**WHAT YOU HAVE TO DO:** When you reach the line containing "Query: canal bank" in the records below, start copying exactly, and stop once you have copied the line containing "Query: clear sky".

**INPUT DATA:**
=== Section Start ===
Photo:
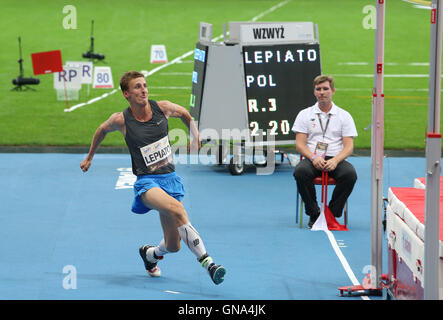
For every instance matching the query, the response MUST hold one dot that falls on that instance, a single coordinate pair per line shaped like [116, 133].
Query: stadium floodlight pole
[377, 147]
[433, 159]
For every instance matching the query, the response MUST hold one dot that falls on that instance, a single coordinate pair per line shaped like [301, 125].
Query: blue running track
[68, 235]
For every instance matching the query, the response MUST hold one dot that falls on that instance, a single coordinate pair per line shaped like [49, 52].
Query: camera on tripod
=== Section End ===
=== Section Start ===
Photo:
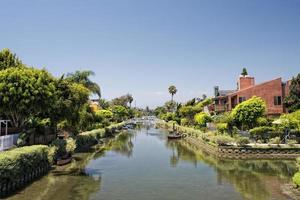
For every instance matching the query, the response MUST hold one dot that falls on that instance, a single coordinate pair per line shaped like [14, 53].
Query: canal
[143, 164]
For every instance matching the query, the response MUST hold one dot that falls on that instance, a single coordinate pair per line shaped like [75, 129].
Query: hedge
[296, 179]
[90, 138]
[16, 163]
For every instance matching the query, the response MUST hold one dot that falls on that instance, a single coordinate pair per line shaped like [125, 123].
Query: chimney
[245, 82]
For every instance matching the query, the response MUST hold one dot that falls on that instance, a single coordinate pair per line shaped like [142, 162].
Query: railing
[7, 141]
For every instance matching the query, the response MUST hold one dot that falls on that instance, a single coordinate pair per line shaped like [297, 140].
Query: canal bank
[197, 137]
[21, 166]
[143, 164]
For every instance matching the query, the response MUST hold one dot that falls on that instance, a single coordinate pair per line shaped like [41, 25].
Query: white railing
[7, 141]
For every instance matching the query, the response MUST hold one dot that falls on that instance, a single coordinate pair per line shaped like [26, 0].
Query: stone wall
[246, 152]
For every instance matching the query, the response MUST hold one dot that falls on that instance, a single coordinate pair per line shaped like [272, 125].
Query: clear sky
=== Section End ===
=== Section Start ===
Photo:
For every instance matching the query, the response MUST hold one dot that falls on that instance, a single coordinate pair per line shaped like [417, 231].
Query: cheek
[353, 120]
=== Section End ===
**WRITTEN SOLUTION:**
Query: canal bank
[197, 137]
[21, 166]
[143, 164]
For every instance matching the query, the response MUST hold one dot that falls on that instance, a single coordinate pair per line shaped like [41, 25].
Query: white railing
[7, 141]
For every instance matching the query, the response MUST hold one dot that falls on that instance, a single coordinate pair per line shaped like [26, 0].
Query: stone wall
[246, 152]
For every instance matching the query, the response MUST hold one dot that falls on that instance, a single coordinate pair per line shaped like [272, 125].
Query: clear sky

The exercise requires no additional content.